(Rows from a dataset)
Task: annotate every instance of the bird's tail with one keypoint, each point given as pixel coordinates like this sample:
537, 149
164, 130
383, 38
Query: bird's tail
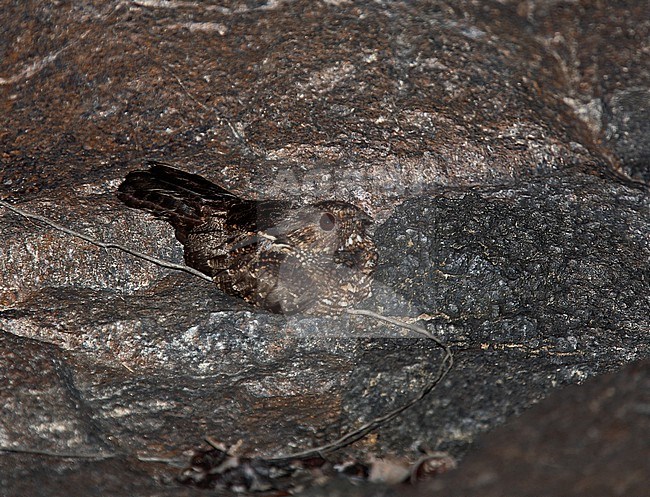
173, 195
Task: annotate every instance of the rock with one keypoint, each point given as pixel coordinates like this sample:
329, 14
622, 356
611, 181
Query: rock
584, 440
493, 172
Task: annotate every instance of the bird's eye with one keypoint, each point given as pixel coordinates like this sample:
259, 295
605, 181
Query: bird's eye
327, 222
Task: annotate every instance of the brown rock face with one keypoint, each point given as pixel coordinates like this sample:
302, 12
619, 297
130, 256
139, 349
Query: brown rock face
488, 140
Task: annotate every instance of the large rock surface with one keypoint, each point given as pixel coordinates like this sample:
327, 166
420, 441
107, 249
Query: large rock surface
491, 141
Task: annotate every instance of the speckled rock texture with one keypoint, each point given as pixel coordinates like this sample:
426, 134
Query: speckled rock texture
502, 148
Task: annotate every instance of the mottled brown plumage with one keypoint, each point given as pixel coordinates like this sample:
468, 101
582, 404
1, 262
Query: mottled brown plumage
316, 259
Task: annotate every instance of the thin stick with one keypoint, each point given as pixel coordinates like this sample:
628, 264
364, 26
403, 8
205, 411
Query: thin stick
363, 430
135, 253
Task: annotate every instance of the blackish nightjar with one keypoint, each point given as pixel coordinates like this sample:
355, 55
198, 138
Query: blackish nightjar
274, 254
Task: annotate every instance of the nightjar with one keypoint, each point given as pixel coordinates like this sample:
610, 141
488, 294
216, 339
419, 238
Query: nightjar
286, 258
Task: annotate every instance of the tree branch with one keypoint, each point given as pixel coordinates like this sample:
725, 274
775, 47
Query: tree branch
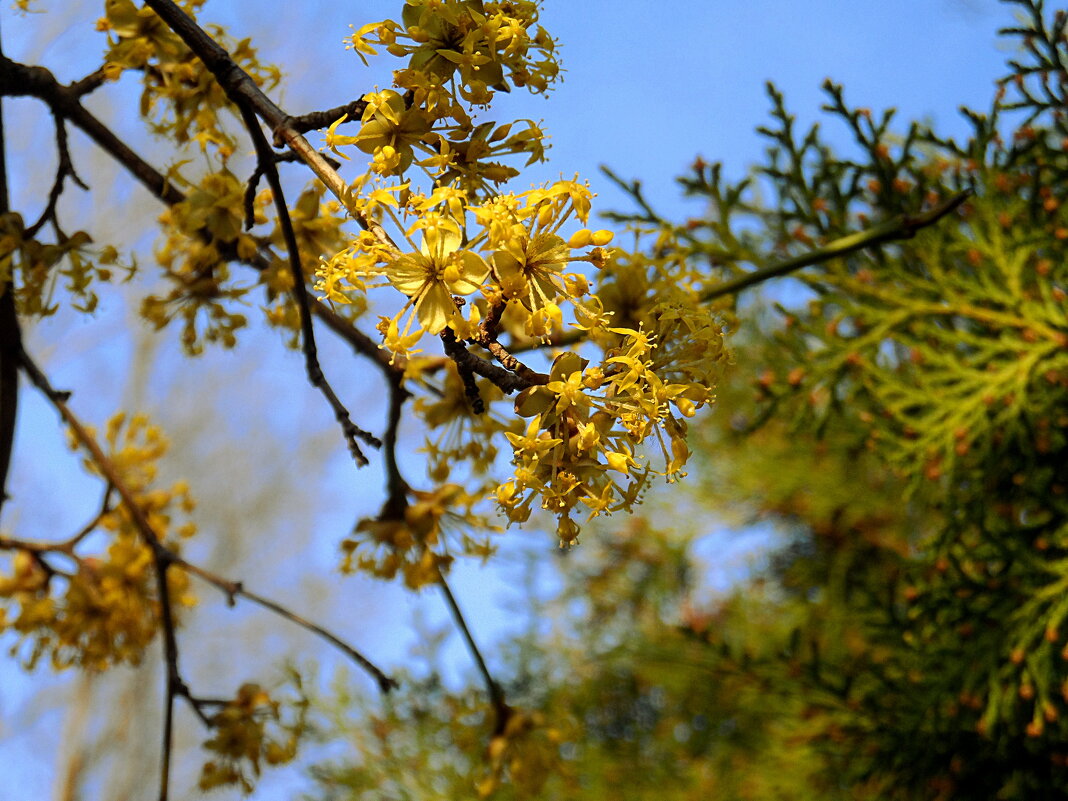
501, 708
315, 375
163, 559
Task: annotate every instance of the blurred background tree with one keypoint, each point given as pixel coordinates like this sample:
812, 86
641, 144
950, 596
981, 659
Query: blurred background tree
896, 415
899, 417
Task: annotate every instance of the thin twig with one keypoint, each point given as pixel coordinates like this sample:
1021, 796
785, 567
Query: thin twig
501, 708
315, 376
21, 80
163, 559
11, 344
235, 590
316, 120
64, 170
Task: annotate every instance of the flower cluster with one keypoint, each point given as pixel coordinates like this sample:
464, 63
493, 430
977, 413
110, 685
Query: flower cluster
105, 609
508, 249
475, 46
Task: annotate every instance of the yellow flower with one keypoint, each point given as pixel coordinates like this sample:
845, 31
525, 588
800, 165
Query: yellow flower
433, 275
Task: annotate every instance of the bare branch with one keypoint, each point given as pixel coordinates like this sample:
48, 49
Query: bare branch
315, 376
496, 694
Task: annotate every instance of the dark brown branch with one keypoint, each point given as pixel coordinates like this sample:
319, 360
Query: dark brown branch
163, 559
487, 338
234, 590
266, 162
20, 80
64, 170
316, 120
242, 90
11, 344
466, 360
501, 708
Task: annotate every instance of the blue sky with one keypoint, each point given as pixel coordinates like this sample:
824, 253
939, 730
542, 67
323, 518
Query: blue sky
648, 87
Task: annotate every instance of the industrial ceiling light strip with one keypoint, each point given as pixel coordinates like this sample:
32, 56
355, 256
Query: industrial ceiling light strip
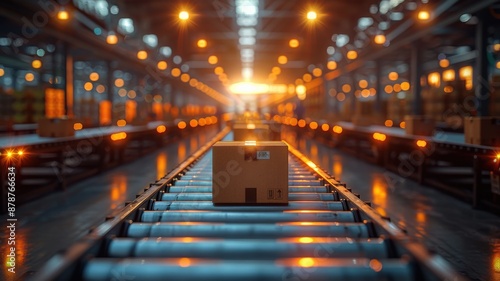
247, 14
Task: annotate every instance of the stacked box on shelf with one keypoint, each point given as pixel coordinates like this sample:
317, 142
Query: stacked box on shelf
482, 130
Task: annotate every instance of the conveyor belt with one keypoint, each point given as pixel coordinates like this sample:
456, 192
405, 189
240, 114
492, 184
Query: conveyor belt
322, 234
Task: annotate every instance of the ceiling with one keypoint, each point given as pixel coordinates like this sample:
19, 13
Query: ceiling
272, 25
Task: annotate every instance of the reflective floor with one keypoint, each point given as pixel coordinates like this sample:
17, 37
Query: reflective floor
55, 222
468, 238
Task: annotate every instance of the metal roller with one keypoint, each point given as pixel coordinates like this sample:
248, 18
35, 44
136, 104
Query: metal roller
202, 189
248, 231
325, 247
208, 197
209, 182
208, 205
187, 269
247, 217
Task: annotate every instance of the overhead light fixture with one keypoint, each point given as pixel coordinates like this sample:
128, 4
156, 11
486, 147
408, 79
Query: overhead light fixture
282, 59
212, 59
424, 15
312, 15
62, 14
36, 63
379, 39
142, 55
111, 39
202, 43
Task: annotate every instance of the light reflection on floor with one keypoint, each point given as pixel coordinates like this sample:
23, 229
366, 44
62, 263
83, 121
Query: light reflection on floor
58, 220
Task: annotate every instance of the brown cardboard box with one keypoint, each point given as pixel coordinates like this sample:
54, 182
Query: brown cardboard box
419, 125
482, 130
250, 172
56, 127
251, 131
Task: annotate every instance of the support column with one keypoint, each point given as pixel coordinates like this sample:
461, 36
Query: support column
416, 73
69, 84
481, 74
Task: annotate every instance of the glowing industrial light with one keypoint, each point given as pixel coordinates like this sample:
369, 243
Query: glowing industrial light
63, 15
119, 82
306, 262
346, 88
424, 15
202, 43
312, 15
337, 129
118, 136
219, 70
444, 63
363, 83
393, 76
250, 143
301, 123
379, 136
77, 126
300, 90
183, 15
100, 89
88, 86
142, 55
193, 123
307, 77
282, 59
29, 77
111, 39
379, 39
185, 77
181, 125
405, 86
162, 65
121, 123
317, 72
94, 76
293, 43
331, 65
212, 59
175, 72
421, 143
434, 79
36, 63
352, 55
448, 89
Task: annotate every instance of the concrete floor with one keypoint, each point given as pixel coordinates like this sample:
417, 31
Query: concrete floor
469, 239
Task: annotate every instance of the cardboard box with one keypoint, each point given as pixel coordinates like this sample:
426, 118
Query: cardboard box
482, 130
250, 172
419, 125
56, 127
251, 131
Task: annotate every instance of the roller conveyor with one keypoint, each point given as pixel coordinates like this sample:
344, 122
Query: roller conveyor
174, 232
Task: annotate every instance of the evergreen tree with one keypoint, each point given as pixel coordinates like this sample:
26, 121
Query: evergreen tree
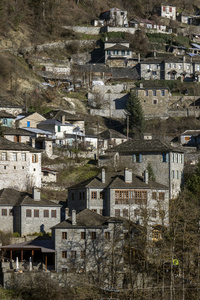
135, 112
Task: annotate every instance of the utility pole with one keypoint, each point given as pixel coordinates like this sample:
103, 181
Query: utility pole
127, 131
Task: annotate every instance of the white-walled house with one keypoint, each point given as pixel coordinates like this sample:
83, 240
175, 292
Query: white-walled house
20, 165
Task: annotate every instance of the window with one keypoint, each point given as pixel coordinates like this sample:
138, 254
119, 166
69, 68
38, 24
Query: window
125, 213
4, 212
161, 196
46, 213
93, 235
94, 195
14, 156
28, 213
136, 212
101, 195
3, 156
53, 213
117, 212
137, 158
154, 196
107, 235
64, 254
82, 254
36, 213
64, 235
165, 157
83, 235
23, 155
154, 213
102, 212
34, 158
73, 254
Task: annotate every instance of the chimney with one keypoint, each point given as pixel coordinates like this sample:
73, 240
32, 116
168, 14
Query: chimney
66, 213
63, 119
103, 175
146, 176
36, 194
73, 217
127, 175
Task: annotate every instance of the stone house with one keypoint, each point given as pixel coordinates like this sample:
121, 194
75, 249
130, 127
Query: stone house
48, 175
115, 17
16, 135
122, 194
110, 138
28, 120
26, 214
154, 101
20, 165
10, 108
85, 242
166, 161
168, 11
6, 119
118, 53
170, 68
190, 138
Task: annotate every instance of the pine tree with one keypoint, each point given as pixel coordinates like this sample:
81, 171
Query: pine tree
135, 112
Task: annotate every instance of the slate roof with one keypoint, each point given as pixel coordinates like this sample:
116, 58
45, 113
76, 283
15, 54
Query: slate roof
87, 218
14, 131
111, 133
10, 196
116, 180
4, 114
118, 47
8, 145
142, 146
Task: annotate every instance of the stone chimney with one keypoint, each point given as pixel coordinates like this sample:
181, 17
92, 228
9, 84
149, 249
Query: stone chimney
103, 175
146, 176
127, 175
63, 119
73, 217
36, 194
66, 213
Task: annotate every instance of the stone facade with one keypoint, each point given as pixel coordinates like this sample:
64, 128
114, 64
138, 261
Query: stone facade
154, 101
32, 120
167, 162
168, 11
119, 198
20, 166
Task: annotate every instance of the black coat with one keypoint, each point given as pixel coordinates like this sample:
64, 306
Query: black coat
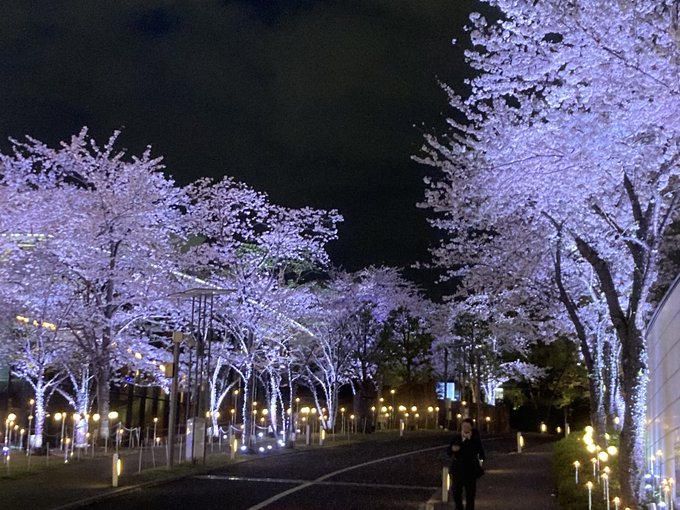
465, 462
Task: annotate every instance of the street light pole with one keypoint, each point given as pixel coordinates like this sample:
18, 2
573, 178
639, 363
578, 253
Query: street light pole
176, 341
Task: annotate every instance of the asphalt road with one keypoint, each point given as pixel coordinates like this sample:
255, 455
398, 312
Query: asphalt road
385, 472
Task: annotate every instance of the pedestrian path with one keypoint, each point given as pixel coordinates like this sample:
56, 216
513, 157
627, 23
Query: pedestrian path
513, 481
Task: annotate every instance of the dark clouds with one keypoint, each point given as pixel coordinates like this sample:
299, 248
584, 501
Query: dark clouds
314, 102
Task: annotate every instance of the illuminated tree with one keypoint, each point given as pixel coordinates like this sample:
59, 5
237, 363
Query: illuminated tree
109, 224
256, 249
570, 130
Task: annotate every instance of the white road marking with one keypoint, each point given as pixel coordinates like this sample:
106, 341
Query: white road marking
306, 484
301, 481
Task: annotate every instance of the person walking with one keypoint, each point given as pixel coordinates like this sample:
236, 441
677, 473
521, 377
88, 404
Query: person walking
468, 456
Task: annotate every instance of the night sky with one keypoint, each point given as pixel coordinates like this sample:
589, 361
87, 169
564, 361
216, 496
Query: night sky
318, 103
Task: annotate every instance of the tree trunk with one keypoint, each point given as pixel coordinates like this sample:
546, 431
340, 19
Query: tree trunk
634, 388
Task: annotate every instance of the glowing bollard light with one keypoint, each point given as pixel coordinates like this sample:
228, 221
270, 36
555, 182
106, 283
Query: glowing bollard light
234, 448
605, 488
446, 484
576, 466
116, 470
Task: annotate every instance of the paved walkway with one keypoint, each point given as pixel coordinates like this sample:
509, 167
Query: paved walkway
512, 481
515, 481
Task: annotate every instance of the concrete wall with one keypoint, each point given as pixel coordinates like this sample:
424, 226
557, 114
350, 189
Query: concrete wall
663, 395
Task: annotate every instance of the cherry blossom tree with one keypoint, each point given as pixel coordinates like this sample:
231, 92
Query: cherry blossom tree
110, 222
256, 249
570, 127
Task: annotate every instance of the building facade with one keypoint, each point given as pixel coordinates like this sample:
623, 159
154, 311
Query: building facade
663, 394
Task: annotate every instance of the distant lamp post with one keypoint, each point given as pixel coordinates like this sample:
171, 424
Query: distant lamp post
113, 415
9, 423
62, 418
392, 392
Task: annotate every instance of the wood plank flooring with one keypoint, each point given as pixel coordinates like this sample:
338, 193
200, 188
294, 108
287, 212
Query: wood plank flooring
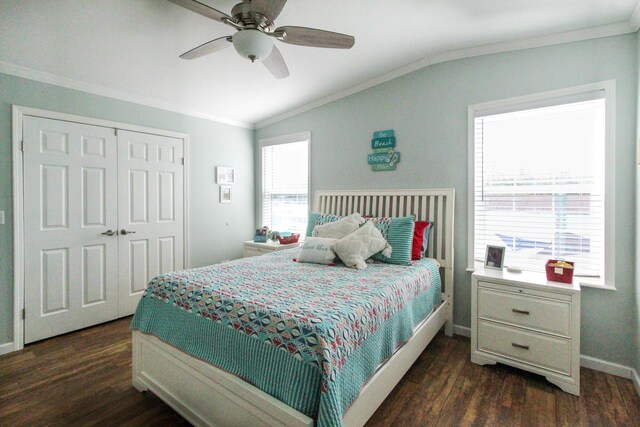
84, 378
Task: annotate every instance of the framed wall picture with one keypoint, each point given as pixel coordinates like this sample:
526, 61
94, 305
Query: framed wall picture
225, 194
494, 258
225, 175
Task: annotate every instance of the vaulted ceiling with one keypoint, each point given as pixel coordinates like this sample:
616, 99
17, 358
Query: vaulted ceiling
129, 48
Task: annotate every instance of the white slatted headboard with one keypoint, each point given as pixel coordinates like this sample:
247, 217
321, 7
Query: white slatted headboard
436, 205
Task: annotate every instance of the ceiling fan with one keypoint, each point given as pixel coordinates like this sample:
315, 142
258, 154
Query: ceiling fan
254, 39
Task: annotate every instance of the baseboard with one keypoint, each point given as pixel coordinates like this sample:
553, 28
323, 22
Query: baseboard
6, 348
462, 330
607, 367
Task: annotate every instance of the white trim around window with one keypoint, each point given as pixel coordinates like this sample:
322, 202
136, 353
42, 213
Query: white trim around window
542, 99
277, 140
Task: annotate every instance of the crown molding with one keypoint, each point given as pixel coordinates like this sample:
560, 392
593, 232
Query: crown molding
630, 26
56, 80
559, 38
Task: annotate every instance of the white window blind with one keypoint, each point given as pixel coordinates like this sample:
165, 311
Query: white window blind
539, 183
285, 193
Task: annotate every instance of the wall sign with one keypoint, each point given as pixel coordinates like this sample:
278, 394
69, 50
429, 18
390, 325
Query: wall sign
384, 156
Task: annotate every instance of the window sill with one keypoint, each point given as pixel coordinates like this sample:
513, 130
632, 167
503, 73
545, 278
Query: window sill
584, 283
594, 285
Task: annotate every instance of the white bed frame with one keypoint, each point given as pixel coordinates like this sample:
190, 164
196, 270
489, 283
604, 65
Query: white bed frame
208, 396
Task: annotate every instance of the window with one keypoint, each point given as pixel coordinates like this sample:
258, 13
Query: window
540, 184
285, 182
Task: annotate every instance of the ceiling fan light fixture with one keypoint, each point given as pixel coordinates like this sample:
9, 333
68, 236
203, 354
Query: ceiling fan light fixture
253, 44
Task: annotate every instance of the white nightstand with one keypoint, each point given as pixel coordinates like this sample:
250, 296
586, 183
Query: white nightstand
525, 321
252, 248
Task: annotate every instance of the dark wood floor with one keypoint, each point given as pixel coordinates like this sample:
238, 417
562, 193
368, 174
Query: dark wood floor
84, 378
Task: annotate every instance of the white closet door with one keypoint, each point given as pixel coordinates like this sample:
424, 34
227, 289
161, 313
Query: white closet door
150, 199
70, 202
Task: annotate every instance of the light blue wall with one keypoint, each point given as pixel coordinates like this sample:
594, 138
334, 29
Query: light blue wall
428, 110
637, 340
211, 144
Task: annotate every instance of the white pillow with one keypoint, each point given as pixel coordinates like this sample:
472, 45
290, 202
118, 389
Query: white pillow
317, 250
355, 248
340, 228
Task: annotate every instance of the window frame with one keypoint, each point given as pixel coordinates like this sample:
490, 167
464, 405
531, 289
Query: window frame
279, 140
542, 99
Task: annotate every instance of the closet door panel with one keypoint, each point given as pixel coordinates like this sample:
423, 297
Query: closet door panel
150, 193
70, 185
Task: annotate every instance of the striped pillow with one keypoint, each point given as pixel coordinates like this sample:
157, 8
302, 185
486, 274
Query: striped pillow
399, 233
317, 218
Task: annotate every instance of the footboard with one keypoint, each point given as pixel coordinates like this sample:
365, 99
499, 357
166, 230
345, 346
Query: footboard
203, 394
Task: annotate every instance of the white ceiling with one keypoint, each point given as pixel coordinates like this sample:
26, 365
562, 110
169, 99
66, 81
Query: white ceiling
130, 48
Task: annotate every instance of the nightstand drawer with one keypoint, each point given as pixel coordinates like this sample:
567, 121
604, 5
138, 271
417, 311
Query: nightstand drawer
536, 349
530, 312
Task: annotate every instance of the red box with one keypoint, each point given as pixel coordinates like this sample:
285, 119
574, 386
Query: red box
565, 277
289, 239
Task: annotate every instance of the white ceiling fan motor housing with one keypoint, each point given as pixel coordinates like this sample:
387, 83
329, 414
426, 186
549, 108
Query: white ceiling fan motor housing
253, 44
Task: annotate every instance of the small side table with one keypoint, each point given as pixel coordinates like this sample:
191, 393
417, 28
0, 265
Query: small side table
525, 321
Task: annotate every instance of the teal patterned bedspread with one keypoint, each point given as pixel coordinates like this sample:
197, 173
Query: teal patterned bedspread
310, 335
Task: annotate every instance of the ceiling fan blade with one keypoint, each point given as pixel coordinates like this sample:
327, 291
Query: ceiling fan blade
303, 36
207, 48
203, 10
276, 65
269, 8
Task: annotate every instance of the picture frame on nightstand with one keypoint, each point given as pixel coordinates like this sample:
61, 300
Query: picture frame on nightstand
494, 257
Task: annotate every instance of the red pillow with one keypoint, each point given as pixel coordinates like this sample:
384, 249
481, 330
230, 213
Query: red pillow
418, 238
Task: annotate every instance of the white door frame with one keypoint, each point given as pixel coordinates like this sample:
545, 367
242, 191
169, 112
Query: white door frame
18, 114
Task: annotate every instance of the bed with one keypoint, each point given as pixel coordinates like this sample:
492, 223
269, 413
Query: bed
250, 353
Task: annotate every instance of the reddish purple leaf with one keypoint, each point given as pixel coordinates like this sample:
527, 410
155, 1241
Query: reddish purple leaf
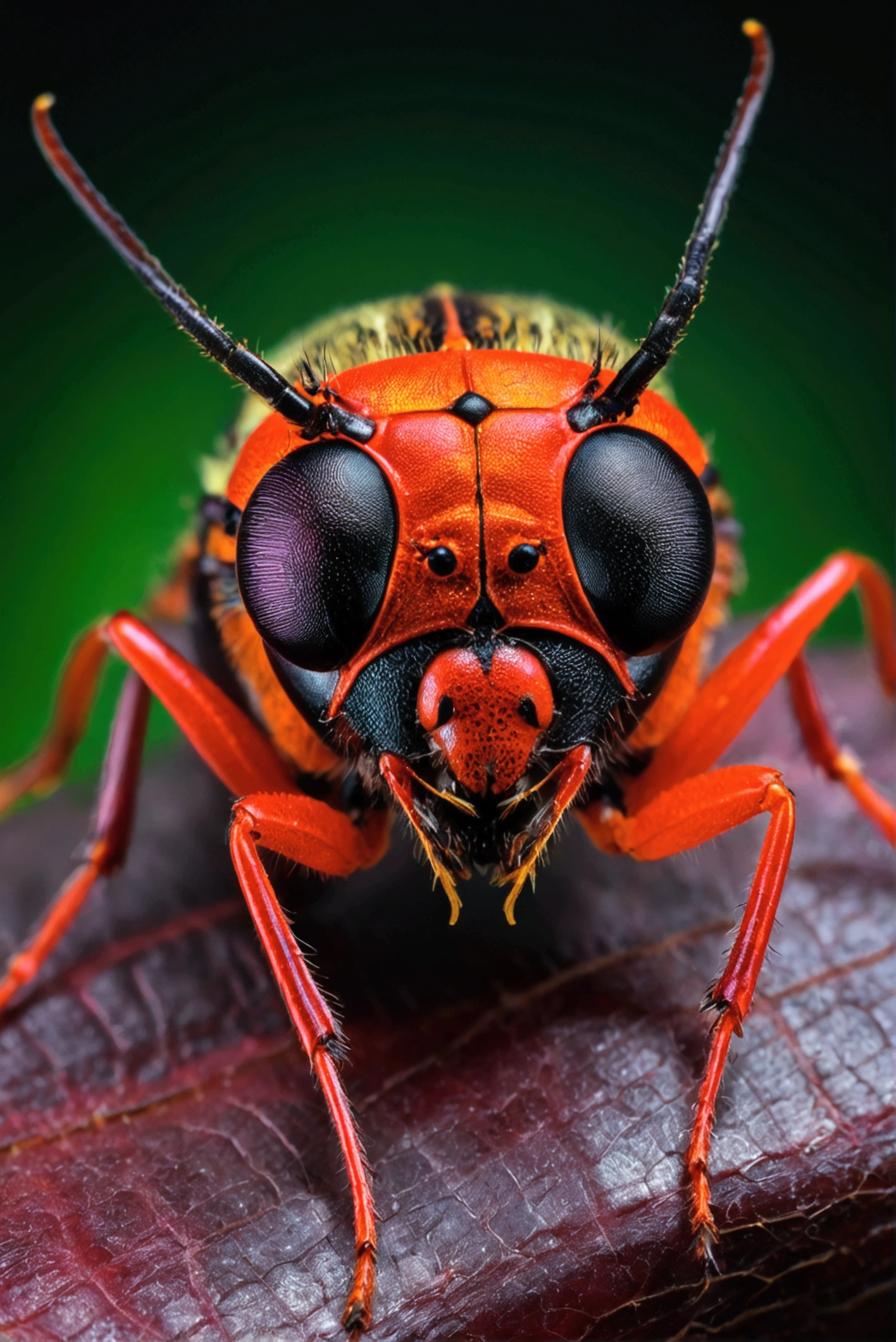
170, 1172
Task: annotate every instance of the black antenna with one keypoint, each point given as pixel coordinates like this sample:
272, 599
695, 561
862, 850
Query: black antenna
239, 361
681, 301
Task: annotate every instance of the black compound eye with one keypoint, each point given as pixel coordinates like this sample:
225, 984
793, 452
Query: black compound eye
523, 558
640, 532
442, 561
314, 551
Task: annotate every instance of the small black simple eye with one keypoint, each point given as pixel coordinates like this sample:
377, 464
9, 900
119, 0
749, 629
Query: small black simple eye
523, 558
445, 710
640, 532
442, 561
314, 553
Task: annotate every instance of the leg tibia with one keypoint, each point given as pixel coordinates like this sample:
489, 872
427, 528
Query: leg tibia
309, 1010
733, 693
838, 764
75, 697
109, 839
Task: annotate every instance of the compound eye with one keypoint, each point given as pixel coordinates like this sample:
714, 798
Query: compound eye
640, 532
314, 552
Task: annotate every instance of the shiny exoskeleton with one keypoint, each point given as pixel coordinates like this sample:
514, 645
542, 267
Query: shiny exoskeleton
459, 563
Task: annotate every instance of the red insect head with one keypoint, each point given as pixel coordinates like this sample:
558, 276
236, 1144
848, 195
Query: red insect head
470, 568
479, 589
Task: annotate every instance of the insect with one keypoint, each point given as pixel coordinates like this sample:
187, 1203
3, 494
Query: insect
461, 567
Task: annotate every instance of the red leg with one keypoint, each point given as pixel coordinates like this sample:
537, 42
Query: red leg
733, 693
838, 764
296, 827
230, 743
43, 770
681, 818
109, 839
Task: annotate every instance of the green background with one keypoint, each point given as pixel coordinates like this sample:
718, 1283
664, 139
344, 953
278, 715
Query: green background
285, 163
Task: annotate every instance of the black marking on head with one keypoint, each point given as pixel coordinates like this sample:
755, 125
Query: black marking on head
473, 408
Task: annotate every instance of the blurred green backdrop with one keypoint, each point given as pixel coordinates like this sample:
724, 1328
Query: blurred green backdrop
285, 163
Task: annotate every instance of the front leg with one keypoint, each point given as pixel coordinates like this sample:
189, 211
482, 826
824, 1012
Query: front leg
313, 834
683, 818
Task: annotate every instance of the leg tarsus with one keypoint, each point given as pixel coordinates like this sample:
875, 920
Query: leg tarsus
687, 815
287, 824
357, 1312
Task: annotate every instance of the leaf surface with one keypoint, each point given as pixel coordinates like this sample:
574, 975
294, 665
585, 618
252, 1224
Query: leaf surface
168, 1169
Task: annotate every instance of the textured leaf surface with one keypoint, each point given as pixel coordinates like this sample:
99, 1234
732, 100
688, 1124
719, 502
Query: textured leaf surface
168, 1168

**The problem**
Output the line containing "Task: annotate every instance of the leg tarsus" and all lines after it to the end of the records, exactly as given.

**Solution below**
Task: annotate every instance of the leg tarsus with one keypoint, each point given as pixel coordinates like this sample:
875, 920
Query: leg tarsus
687, 815
287, 824
357, 1312
Task: annotate every instance of the leaf surface with one keypoint, each point given as pixel coordinates like this sample:
574, 975
294, 665
585, 618
252, 1224
Query: leaf surface
168, 1169
Task: annotate every instance of the textured leaf surface with one keypoint, each point given as pixel coordinates like this sample:
99, 1234
732, 100
688, 1124
719, 502
Query: textured leaf surface
168, 1168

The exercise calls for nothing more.